Required work: Return each of the rows below line for line and unchanged, omitting the pictures.

Data extract:
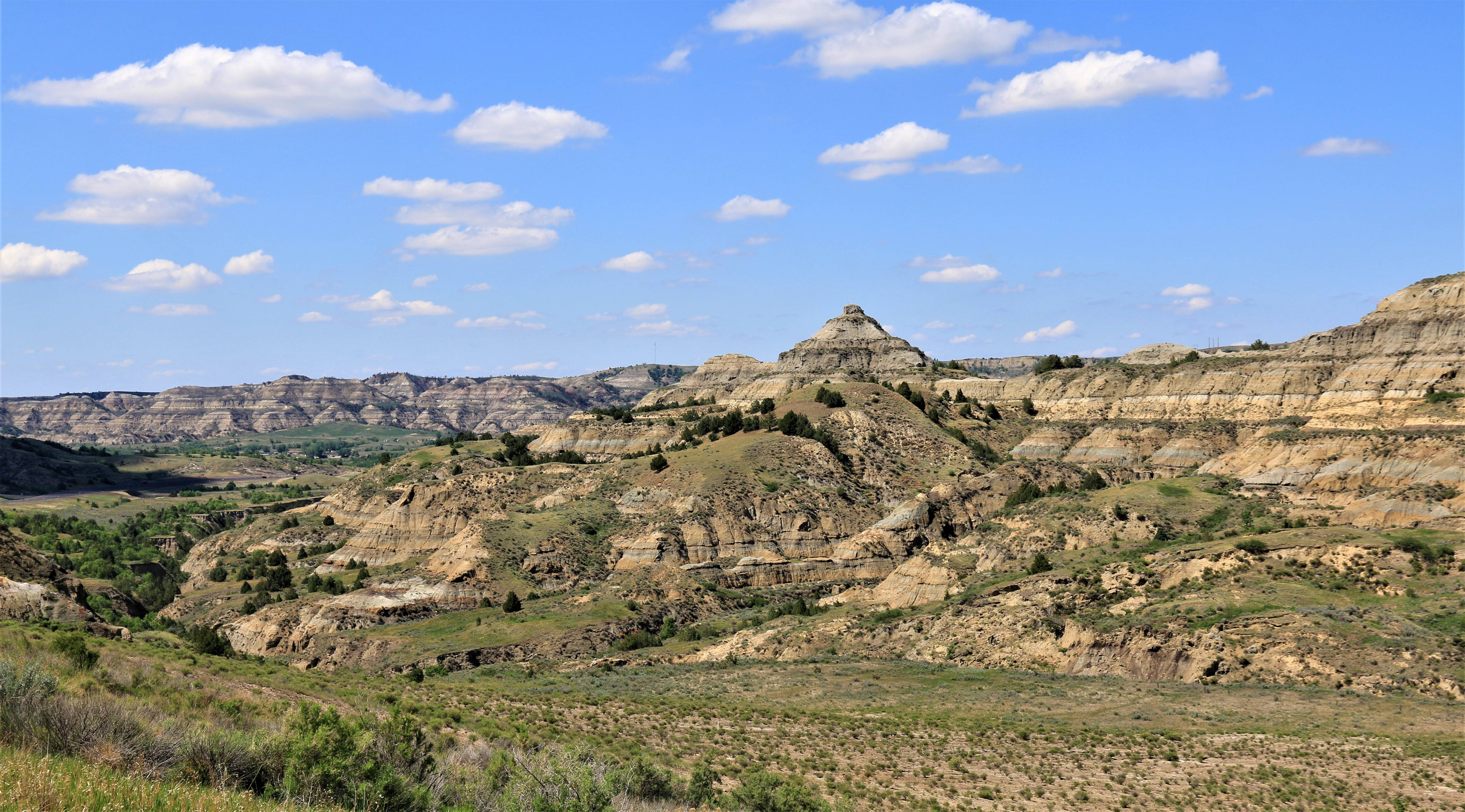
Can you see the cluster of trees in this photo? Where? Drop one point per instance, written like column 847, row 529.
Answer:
column 830, row 398
column 1051, row 362
column 461, row 437
column 1029, row 492
column 103, row 552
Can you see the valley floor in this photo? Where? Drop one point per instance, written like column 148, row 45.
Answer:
column 869, row 735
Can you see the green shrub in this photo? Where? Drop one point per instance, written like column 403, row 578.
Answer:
column 701, row 788
column 765, row 792
column 1026, row 493
column 637, row 640
column 355, row 763
column 74, row 647
column 20, row 683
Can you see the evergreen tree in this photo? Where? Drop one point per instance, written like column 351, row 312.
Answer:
column 1048, row 364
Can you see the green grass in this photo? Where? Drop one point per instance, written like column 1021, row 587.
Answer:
column 30, row 783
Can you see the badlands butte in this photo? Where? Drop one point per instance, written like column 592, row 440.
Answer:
column 1151, row 581
column 856, row 471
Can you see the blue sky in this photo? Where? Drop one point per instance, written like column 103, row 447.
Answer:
column 1129, row 144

Task solution:
Can you see the cluster of trees in this photo? Where? Drop one point per instance, written like column 847, row 529.
Answer:
column 830, row 398
column 1051, row 362
column 461, row 437
column 1029, row 492
column 103, row 552
Can you see the valley floor in this photo? Where? Drop one point per instance, written like column 148, row 45.
Answer:
column 869, row 735
Can you see the green shrub in this photo? Where? Drop one point per instance, written like column 403, row 578.
Answer:
column 701, row 788
column 765, row 792
column 1026, row 493
column 637, row 640
column 355, row 763
column 74, row 647
column 20, row 683
Can you see the evergreen tree in this photo? Where? Drop one point per instance, written like column 351, row 312.
Answer:
column 1048, row 364
Can you see the green grass in this photo? Where? Drop one point per instance, written like column 1021, row 587.
Answer:
column 30, row 783
Can you see the badlands butte in this photo? Where? Drop one point per instance, written like column 592, row 440.
Answer:
column 1151, row 581
column 856, row 471
Can you see the blue sky in this photo? Where? Drop one point per instance, written like column 103, row 447.
Answer:
column 1129, row 144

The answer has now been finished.